» PASAJE SELECCIONADO
Viaje a la guerra Viaje a la guerra

Hernán Zin está de viaje por los lugares más violentos del siglo XXI.El horror de la guerra a través del testimonio de sus víctimas.

Entradas etiquetadas como ‘buzaa’

Otro domingo de alcohol y plegarias en Kibera

Situado en la periferia de la ciudad de Nairobi, Kibera es el barrio de chabolas no sólo más vasto y superpoblado de África, sino del mundo. Se estima que el 33% de sus 800 mil habitantes es portador del virus del VIH.

Las condiciones de vida en Kibera son paupérrimas. Precarias casetas hechas de chapa y madera, carentes de saneamientos, montañas de basura que se acumulan por doquier y que favorecen la propagación de enfermedades infecciosas.

Lo primero que sorprende al llegar a este asentamiento marginal, además de descubrir el incandescente reflejo del sol en su encrespado mar de techos de lata, es el acusado e insoslayable olor a heces una vez que ya te has sumergido en sus sinuosas callejuelas. Al carecer de lavabos la gente hace sus necesidades en bolsas de plástico y las arroja por las ventanas. Los famosos “flying toilettes”.

Hoy es domingo en Kibera. No el mejor día para venir con la cámara, ya que la gente permanece ociosa en la calle y las huestes de niños te siguen gritándote una y otra vez “muzungu”, “muzungu” (que en suahili quiere decir “hombre blanco”), o repitiendo en forma de ráfagas, como si fuera una sola palabra: “how-are-you!”, “how-are-you!”. A lo que no tiene mucho sentido que te molestes en responder “fine, thank you”, porque no saben qué quiere decir.

Se nota que es domingo en Kibera porque las familias se han puesto sus mejores galas para ir a la iglesia. A pesar de la mugre y el olor pestilente, logran permanecer impolutos hasta que entran al servicio devocional y comienzan a orar. En este barrio de chabolas no hay cloacas ni sistema de alumbrado, pero sí hay cientos de templos, de todas las confesiones posibles. Cada tres casetas de chapa, una tiene un cartel en el que se anuncia como la “casa de Dios”.

Cada vez que paso por Nairobi vengo a visitar a Patrick Kimawachi, un gran amigo, por el que siento una honda admiración. Pastor evangélico, proveniente de la región oriental de Kenia, llegó a Kibera hace 17 años para velar, junto a su mujer Atlight, por los niños más postergados. En su mayoría, huérfanos del sida.

Aunque soy un ferviente ateo, me sumo al servicio dominical de Patrick. Y lo cierto es que resulta ser siempre una experiencia estimulante, ya que no se trata de un rito solemne y denso como el de la misa católica, en el que uno habla y los demás escuchan. Aquí todos participan, cantan, bailan, toman la palabra. Hasta a mí me piden que pase al altar y diga algo. Como en las anteriores ocasiones en las que he estado aquí – que ya suman una docena en los últimos dos años -, les doy las gracias por abrirme las puertas de su vida, y por el ejemplo de resistencia y dignidad que me dan en medio de la miseria más absoluta.

» LA TAREA
Extrae tal cual del texto sobre Kibera el fragmento que comienza en las palabras "Otro domingo de" y termina después de "virus del VIH.".

» CONTENIDO DE DATOS
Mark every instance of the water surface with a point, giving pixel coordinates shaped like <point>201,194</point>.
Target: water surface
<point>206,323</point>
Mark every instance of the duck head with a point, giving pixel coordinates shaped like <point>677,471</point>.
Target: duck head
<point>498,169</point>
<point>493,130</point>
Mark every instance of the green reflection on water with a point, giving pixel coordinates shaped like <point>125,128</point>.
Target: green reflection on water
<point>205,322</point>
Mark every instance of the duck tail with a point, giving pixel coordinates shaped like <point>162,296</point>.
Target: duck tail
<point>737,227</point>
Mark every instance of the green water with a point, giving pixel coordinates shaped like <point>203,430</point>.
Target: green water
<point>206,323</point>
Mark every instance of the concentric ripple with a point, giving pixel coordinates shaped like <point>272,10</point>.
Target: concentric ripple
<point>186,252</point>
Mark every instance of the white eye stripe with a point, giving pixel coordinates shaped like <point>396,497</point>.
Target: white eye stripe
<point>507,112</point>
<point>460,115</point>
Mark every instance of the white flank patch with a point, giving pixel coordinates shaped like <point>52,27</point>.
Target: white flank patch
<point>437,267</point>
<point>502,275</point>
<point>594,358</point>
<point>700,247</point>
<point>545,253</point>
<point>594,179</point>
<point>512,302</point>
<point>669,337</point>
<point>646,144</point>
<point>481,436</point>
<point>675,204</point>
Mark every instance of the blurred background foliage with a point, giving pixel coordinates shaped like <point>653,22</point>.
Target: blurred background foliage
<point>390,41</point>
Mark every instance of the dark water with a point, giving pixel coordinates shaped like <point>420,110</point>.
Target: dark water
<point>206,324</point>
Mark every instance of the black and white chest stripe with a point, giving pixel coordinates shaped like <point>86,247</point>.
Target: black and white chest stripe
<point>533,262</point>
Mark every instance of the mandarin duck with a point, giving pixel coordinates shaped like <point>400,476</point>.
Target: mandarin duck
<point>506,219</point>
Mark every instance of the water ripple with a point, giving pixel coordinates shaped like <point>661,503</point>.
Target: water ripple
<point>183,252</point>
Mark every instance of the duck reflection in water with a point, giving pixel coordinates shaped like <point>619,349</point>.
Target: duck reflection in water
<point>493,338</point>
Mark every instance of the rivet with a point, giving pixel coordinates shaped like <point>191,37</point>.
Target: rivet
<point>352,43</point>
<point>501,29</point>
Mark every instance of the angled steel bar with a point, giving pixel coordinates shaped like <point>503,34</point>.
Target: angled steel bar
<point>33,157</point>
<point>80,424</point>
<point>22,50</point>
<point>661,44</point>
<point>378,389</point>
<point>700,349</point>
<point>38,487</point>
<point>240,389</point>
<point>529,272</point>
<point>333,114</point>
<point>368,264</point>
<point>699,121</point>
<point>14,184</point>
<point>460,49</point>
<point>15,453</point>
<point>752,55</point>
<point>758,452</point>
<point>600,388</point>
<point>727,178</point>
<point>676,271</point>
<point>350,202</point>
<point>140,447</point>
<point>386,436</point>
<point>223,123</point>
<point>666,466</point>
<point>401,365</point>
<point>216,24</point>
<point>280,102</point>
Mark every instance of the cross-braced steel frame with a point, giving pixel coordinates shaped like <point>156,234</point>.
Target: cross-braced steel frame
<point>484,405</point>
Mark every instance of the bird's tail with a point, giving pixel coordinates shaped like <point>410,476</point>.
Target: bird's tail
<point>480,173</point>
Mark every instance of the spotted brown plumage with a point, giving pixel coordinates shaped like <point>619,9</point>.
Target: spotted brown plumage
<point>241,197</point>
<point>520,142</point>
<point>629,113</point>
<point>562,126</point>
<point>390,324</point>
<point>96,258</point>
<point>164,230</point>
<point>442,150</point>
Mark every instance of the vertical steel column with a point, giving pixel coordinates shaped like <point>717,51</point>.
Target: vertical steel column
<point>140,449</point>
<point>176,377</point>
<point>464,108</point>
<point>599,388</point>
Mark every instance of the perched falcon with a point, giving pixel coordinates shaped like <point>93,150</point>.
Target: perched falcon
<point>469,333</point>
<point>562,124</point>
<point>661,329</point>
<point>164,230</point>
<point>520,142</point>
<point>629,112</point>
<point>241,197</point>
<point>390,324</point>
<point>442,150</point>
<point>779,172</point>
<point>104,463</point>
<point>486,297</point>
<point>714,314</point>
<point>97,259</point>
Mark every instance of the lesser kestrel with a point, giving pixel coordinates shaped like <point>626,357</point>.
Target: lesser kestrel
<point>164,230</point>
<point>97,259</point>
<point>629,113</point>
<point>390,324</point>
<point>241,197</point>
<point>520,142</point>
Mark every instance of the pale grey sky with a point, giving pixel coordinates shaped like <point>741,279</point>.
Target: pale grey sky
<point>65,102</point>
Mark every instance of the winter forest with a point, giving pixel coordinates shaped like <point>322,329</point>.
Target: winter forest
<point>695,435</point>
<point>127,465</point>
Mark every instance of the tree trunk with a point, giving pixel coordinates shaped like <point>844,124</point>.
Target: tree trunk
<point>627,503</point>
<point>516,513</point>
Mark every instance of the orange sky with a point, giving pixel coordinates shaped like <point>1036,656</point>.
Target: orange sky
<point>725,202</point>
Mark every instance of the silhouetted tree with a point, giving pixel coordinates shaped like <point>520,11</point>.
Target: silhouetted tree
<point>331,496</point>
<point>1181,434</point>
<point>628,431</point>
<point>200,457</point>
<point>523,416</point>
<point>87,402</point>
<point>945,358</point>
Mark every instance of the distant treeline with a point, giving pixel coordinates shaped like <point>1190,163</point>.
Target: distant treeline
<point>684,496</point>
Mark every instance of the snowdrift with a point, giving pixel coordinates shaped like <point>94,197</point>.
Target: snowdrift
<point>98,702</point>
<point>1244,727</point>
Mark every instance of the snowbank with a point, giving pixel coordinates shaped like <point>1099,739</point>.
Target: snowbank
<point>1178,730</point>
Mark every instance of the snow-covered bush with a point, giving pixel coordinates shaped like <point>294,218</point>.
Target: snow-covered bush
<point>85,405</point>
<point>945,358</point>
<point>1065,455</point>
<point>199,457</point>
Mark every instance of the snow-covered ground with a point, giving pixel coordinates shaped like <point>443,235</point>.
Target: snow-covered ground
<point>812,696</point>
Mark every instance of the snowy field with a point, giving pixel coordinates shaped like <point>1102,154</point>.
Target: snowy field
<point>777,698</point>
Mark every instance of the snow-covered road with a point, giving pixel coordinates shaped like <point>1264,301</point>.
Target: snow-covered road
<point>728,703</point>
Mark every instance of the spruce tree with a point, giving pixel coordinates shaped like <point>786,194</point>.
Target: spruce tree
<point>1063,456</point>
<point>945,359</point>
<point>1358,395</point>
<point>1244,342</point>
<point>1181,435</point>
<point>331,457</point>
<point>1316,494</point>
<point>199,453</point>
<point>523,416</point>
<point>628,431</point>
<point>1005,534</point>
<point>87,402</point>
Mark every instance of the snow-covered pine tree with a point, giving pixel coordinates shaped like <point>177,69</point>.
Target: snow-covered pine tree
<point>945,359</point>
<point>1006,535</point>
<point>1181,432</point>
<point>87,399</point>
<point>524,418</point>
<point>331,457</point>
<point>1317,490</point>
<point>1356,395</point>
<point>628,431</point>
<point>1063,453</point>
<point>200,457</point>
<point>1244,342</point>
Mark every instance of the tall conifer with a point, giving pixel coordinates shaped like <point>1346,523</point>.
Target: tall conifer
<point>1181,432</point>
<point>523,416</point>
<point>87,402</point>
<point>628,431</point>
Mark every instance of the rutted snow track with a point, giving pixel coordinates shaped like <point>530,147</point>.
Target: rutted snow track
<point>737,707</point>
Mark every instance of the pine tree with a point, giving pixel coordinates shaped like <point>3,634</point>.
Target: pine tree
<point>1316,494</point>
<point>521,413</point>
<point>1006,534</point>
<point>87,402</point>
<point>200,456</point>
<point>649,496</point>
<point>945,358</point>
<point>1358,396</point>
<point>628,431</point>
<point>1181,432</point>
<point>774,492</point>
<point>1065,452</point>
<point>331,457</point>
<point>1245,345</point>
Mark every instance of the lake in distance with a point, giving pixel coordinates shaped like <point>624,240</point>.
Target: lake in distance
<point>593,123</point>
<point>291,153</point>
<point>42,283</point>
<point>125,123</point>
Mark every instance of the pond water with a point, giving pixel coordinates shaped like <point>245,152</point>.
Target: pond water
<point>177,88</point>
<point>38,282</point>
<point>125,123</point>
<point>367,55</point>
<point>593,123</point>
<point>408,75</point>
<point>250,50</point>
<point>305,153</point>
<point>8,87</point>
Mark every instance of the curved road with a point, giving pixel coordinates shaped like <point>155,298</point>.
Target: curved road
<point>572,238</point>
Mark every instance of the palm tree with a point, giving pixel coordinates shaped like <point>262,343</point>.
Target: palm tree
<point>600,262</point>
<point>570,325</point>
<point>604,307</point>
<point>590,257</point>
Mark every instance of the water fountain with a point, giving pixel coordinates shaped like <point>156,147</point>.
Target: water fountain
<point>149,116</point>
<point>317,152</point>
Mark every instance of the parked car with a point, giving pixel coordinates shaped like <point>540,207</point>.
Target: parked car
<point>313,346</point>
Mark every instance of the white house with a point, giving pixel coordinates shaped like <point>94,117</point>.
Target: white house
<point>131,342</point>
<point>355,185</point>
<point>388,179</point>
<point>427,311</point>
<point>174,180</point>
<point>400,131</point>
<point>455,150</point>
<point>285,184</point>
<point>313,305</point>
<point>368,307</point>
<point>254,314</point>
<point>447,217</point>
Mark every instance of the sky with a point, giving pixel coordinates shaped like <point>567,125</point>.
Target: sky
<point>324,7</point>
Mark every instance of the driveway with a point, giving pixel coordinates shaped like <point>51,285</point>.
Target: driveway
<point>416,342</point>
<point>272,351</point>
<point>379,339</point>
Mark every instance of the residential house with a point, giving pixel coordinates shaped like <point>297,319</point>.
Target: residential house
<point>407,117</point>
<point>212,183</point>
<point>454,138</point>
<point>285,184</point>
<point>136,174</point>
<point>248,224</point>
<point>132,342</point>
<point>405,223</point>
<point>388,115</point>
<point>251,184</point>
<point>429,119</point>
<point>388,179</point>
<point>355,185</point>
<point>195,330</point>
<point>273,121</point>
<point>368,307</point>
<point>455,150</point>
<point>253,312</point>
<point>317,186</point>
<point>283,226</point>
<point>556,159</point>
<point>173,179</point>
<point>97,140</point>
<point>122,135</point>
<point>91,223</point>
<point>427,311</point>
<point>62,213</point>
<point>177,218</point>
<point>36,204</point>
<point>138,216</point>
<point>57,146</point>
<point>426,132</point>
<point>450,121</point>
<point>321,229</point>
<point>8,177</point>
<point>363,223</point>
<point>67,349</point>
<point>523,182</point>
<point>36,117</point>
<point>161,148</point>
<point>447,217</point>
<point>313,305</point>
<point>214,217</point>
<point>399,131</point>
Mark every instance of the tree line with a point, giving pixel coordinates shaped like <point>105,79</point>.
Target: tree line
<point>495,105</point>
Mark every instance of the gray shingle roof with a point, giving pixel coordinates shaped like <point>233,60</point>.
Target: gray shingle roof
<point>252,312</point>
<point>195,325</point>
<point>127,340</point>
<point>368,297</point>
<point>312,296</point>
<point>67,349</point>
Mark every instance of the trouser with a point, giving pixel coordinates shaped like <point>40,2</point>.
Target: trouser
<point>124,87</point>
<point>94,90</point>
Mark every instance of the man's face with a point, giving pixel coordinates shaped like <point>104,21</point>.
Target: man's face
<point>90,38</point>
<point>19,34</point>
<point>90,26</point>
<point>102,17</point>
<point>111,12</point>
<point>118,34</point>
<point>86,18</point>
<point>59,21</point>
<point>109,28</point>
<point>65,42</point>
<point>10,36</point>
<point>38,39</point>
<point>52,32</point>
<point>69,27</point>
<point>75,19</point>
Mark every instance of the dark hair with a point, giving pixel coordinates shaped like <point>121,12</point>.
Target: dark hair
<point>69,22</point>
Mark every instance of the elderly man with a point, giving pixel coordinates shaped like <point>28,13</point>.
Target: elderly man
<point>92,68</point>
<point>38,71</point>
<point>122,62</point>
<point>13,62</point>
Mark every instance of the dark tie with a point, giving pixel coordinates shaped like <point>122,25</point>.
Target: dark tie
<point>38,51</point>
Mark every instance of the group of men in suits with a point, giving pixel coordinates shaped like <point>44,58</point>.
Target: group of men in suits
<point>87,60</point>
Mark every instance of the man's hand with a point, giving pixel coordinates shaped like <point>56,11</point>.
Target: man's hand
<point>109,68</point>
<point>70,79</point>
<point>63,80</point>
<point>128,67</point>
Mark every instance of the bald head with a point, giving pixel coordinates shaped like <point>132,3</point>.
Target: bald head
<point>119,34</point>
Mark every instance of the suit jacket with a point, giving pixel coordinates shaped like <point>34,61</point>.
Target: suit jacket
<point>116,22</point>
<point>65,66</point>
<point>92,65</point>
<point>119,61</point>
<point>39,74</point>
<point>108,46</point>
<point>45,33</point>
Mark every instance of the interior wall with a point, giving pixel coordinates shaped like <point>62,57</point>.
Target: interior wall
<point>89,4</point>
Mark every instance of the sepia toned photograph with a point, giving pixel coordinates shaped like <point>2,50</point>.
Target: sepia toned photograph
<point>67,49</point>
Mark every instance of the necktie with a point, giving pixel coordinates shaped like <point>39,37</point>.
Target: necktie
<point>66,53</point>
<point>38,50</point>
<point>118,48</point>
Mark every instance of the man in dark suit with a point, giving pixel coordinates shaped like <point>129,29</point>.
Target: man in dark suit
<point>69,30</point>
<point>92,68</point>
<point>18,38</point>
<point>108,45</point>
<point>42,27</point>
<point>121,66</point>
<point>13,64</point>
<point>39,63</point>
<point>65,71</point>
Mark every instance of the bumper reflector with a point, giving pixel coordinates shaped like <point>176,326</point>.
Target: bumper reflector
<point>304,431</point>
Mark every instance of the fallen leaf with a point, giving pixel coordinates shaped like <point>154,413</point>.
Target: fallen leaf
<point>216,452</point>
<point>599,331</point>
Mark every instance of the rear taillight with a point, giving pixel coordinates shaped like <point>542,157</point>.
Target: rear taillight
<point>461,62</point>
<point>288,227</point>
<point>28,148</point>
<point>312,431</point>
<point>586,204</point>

» RESULTADO DEL EJERCICIO
Otro domingo de alcohol y plegarias en Kibera

Situado en la periferia de la ciudad de Nairobi, Kibera es el barrio de chabolas no sólo más vasto y superpoblado de África, sino del mundo. Se estima que el 33% de sus 800 mil habitantes es portador del virus del VIH.